• Exercise directions
Omit the pictures, please, and give each record below again exactly.

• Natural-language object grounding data
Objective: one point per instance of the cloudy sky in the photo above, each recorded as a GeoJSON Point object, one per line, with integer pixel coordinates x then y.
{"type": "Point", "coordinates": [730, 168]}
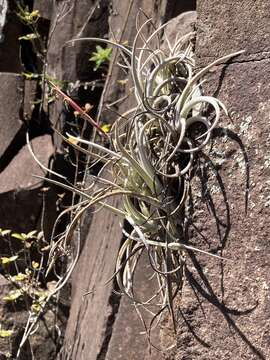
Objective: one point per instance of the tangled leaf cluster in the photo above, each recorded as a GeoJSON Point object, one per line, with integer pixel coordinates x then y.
{"type": "Point", "coordinates": [153, 148]}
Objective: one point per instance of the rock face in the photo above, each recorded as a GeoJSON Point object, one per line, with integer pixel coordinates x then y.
{"type": "Point", "coordinates": [19, 173]}
{"type": "Point", "coordinates": [11, 99]}
{"type": "Point", "coordinates": [223, 313]}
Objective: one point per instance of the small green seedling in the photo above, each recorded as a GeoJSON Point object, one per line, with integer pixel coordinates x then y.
{"type": "Point", "coordinates": [100, 56]}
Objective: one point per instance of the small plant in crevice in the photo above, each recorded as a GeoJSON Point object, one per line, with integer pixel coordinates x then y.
{"type": "Point", "coordinates": [152, 150]}
{"type": "Point", "coordinates": [24, 266]}
{"type": "Point", "coordinates": [100, 56]}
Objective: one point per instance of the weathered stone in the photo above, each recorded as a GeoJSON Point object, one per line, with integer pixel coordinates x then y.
{"type": "Point", "coordinates": [89, 314]}
{"type": "Point", "coordinates": [20, 210]}
{"type": "Point", "coordinates": [10, 31]}
{"type": "Point", "coordinates": [224, 308]}
{"type": "Point", "coordinates": [180, 26]}
{"type": "Point", "coordinates": [44, 7]}
{"type": "Point", "coordinates": [226, 27]}
{"type": "Point", "coordinates": [3, 14]}
{"type": "Point", "coordinates": [129, 339]}
{"type": "Point", "coordinates": [11, 99]}
{"type": "Point", "coordinates": [19, 173]}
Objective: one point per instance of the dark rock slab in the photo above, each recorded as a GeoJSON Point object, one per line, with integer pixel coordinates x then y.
{"type": "Point", "coordinates": [88, 316]}
{"type": "Point", "coordinates": [11, 99]}
{"type": "Point", "coordinates": [20, 210]}
{"type": "Point", "coordinates": [10, 31]}
{"type": "Point", "coordinates": [19, 173]}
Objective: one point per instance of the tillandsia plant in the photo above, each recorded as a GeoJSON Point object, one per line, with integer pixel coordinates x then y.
{"type": "Point", "coordinates": [153, 148]}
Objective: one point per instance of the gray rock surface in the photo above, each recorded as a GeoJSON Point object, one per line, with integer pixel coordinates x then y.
{"type": "Point", "coordinates": [19, 173]}
{"type": "Point", "coordinates": [223, 308]}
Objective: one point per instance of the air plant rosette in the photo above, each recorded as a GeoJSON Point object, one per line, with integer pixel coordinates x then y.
{"type": "Point", "coordinates": [153, 149]}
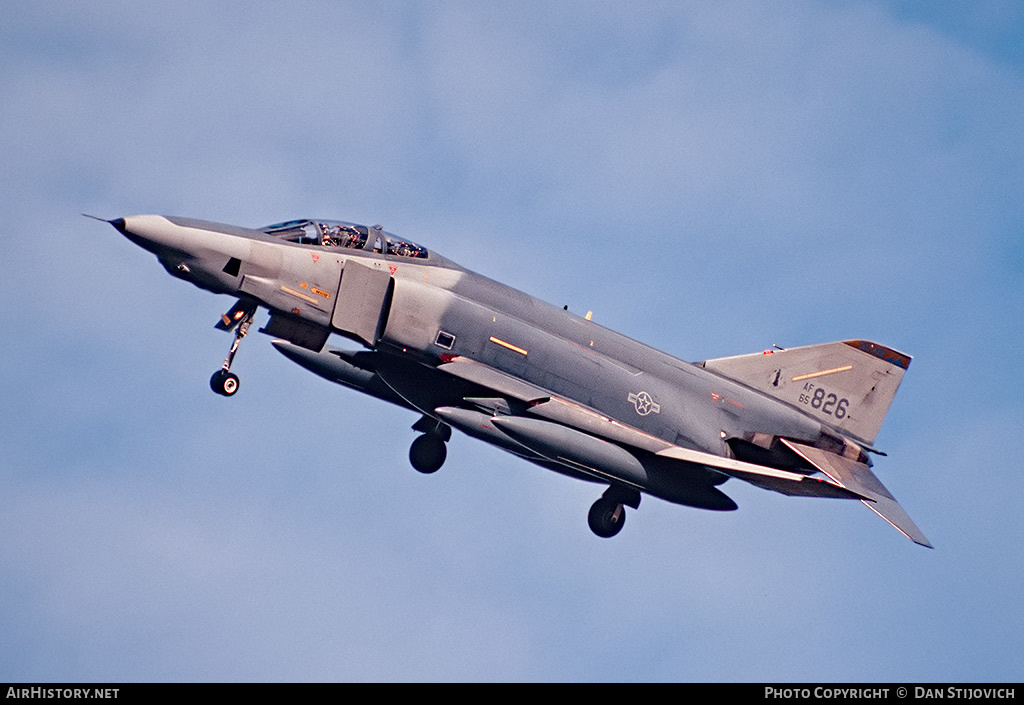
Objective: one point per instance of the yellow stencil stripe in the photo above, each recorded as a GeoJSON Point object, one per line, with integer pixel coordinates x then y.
{"type": "Point", "coordinates": [822, 373]}
{"type": "Point", "coordinates": [514, 348]}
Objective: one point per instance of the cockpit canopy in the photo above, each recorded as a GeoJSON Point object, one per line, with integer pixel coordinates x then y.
{"type": "Point", "coordinates": [339, 234]}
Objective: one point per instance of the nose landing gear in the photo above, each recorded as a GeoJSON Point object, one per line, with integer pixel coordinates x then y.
{"type": "Point", "coordinates": [223, 381]}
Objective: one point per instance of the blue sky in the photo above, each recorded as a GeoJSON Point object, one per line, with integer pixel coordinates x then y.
{"type": "Point", "coordinates": [712, 178]}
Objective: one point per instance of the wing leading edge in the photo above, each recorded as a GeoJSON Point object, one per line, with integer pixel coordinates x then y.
{"type": "Point", "coordinates": [844, 479]}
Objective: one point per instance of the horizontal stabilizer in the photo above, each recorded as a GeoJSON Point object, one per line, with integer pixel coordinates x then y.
{"type": "Point", "coordinates": [856, 477]}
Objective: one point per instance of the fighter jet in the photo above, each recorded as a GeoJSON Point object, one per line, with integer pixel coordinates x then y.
{"type": "Point", "coordinates": [464, 351]}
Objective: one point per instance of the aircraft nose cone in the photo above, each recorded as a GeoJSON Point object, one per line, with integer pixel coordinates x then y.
{"type": "Point", "coordinates": [153, 233]}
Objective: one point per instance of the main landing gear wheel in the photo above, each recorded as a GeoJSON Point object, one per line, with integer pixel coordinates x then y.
{"type": "Point", "coordinates": [427, 453]}
{"type": "Point", "coordinates": [224, 383]}
{"type": "Point", "coordinates": [606, 517]}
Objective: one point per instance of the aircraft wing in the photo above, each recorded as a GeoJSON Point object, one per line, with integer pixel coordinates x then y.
{"type": "Point", "coordinates": [857, 478]}
{"type": "Point", "coordinates": [556, 411]}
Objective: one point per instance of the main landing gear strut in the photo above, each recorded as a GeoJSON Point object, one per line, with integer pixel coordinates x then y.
{"type": "Point", "coordinates": [224, 381]}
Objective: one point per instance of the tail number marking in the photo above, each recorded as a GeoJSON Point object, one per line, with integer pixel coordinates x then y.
{"type": "Point", "coordinates": [821, 400]}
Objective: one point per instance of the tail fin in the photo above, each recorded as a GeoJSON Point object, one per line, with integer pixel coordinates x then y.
{"type": "Point", "coordinates": [847, 384]}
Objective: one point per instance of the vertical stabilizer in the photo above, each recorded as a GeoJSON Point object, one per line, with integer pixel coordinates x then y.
{"type": "Point", "coordinates": [848, 384]}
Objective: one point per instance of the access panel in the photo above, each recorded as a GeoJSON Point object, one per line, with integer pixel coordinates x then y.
{"type": "Point", "coordinates": [361, 302]}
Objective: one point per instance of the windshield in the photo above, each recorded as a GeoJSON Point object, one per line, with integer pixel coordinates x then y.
{"type": "Point", "coordinates": [348, 235]}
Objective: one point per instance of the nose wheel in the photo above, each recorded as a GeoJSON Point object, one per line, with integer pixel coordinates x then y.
{"type": "Point", "coordinates": [223, 381]}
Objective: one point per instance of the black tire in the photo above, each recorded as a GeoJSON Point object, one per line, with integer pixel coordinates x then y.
{"type": "Point", "coordinates": [427, 454]}
{"type": "Point", "coordinates": [606, 517]}
{"type": "Point", "coordinates": [224, 383]}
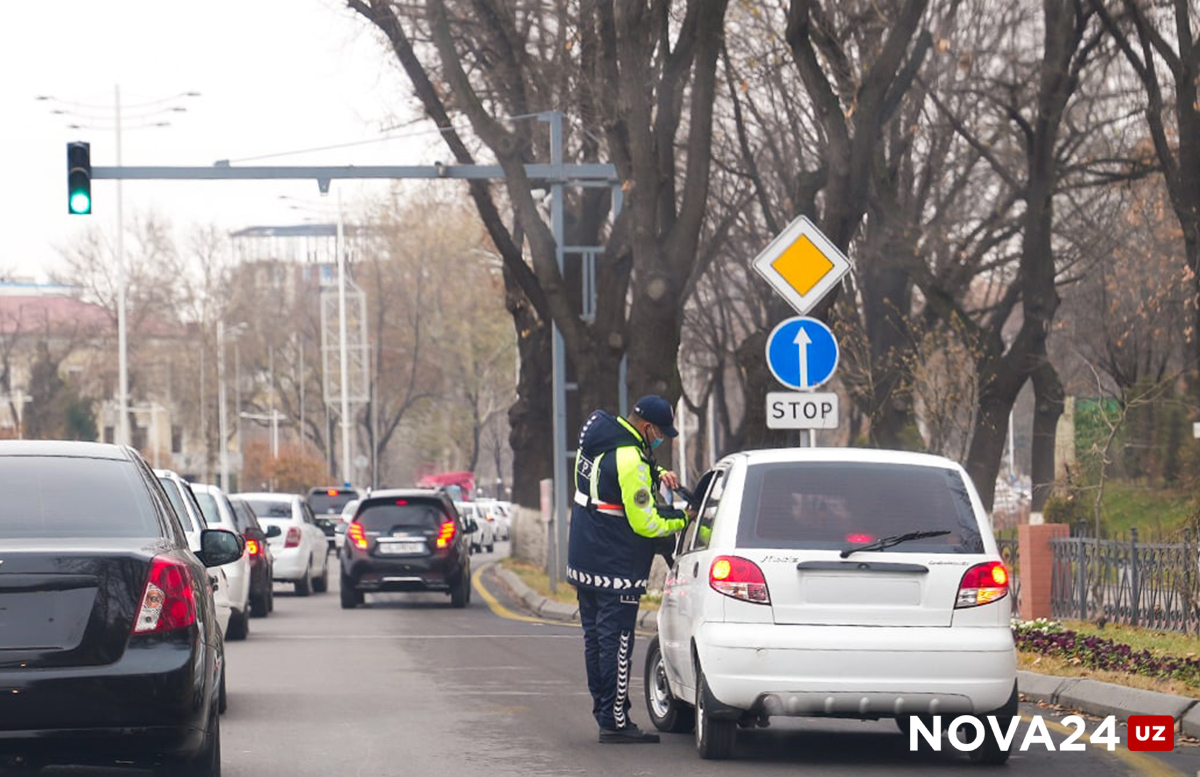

• Exercise solution
Objective: one point per instance of the cloudy sky in the photo above, each recorded as a GeoJSON Point object, one per line, with integer pixel coordinates x then y.
{"type": "Point", "coordinates": [730, 168]}
Objective: one point per instance of the tangled leaf cluster in the photo above, each recorded as a GeoJSON Point object, one per line, with integer pixel coordinates x then y.
{"type": "Point", "coordinates": [153, 148]}
Objective: one point per instance of the rock face in the photo above, each recorded as a GeoJSON Point object, one per line, with integer pixel coordinates x then y.
{"type": "Point", "coordinates": [19, 173]}
{"type": "Point", "coordinates": [11, 99]}
{"type": "Point", "coordinates": [223, 313]}
Objective: one point per instance of the small green seedling in the photo above, each recorded as a GeoJSON Point object, one per line, with integer pixel coordinates x then y.
{"type": "Point", "coordinates": [100, 56]}
Objective: one point per instance of the small plant in crevice in the photo above, each recorded as a GeoJSON Point object, one per line, with integer pixel coordinates x then y.
{"type": "Point", "coordinates": [152, 150]}
{"type": "Point", "coordinates": [24, 266]}
{"type": "Point", "coordinates": [100, 56]}
Objective: one point per instance of the weathered stone in the photo above, each recorded as a GeoJSON Point object, one per line, with integer pixel coordinates x then y.
{"type": "Point", "coordinates": [89, 314]}
{"type": "Point", "coordinates": [20, 210]}
{"type": "Point", "coordinates": [10, 31]}
{"type": "Point", "coordinates": [224, 308]}
{"type": "Point", "coordinates": [180, 26]}
{"type": "Point", "coordinates": [44, 7]}
{"type": "Point", "coordinates": [226, 27]}
{"type": "Point", "coordinates": [3, 14]}
{"type": "Point", "coordinates": [129, 339]}
{"type": "Point", "coordinates": [11, 99]}
{"type": "Point", "coordinates": [19, 173]}
Objective: one point per instance of the dark rock slab in the photo above, each recorded as a GeoJSON Point object, one per line, with integer pixel coordinates x then y.
{"type": "Point", "coordinates": [88, 316]}
{"type": "Point", "coordinates": [11, 99]}
{"type": "Point", "coordinates": [20, 210]}
{"type": "Point", "coordinates": [10, 31]}
{"type": "Point", "coordinates": [19, 173]}
Objective: one point per instance of the tillandsia plant in the photo above, each recorded as a GeoJSON Point object, one per line, with integer pixel coordinates x then y.
{"type": "Point", "coordinates": [153, 148]}
Objective: one point per instance of the gray rock surface in the photo above, each recorded as a GeoJSON Point object, one per line, with integer pixel coordinates x then y.
{"type": "Point", "coordinates": [19, 173]}
{"type": "Point", "coordinates": [223, 308]}
Objective: one point per instance of the air plant rosette in the photo above, each recorded as a GeoJSON Point object, one per line, with integer pixel coordinates x then y.
{"type": "Point", "coordinates": [153, 149]}
Objective: one point per instance of the yellow stencil stripe in the photo above, each recorded as a GeoJSON Point object, one per line, with integer pixel coordinates x then y.
{"type": "Point", "coordinates": [822, 373]}
{"type": "Point", "coordinates": [514, 348]}
Objective: one point per instance of the cockpit canopy in the photo above, each recorded as a GeoJSON Point object, one per line, with integer pixel coordinates x then y.
{"type": "Point", "coordinates": [339, 234]}
Objective: one point per instance of the nose landing gear in the photo above, each recorded as a GeoJSON Point object, one per line, with integer pixel coordinates x then y.
{"type": "Point", "coordinates": [223, 381]}
Objective: one point per instance of the blue sky in the photo above, each recorded as a GeoJSON Point object, one per line, with integer pixel coordinates x then y.
{"type": "Point", "coordinates": [712, 178]}
Objective: one point per instance of the wing leading edge in the photo above, each recorded as a GeoJSON Point object, one per line, with integer pixel coordinates x then y.
{"type": "Point", "coordinates": [844, 479]}
Objective: one point per instance of the horizontal stabilizer in the photo above, each recorded as a GeoJSON Point object, one per line, with integer pixel coordinates x then y.
{"type": "Point", "coordinates": [856, 477]}
Objective: one point per instance of the fighter jet in the photo above, each recorded as a GeoJSON Point object, one per line, with integer pixel coordinates x then y.
{"type": "Point", "coordinates": [464, 351]}
Objective: one point per instance of the aircraft nose cone in the photo above, each recorded as a GeoJSON Point object, one per line, with integer pixel coordinates x then y.
{"type": "Point", "coordinates": [153, 233]}
Objective: one point per instance of the main landing gear wheel in the photo above, each recorded as a GeoJSON Point object, one per line, with integer pixel coordinates x then y.
{"type": "Point", "coordinates": [427, 453]}
{"type": "Point", "coordinates": [224, 383]}
{"type": "Point", "coordinates": [606, 517]}
Objective: one point per instance of the aircraft wing in the photo above, each recorded as a GeoJSON Point object, one per line, with integer pixel coordinates x then y.
{"type": "Point", "coordinates": [857, 478]}
{"type": "Point", "coordinates": [556, 411]}
Objective: one point per instance of the main landing gear strut in the photo above, each recorded as a GeoJSON Point object, one per line, with integer pixel coordinates x then y.
{"type": "Point", "coordinates": [224, 381]}
Objective: one point per instance of the tail number marking in the photo above, each recorded as a GeoJSON Point object, one per line, with integer pixel coordinates x then y.
{"type": "Point", "coordinates": [821, 400]}
Objective: one point per instance of the tail fin in the photo above, each recorded as a GeoJSON Point object, one per line, with integer pixel coordinates x then y.
{"type": "Point", "coordinates": [847, 384]}
Objective: one point per instance of the vertical stabilizer in the photo above, each recorded as a GeoJSON Point object, one per line, with integer pixel coordinates x then y.
{"type": "Point", "coordinates": [848, 384]}
Objective: one point per instance of the access panel in the photo above, each recorded as a GeoJSON Point object, one per line, with integer pixel coordinates x then y.
{"type": "Point", "coordinates": [361, 302]}
Objective: one point per instance of the windshield in the photo above, each recorded as a GeoJSON Point object, one per line, with integer pixel coordinates x then y.
{"type": "Point", "coordinates": [348, 235]}
Objective: one point per instance of the nose wheel in the photo above, each recorded as a GeoJSON Point object, one per line, with integer pixel coordinates x then y.
{"type": "Point", "coordinates": [223, 381]}
Objective: one point per instance of the black tire in the photo above, each recorded as a GeoJSON Point object, one per line, with integer pixel coordinates x then y.
{"type": "Point", "coordinates": [427, 454]}
{"type": "Point", "coordinates": [606, 517]}
{"type": "Point", "coordinates": [224, 383]}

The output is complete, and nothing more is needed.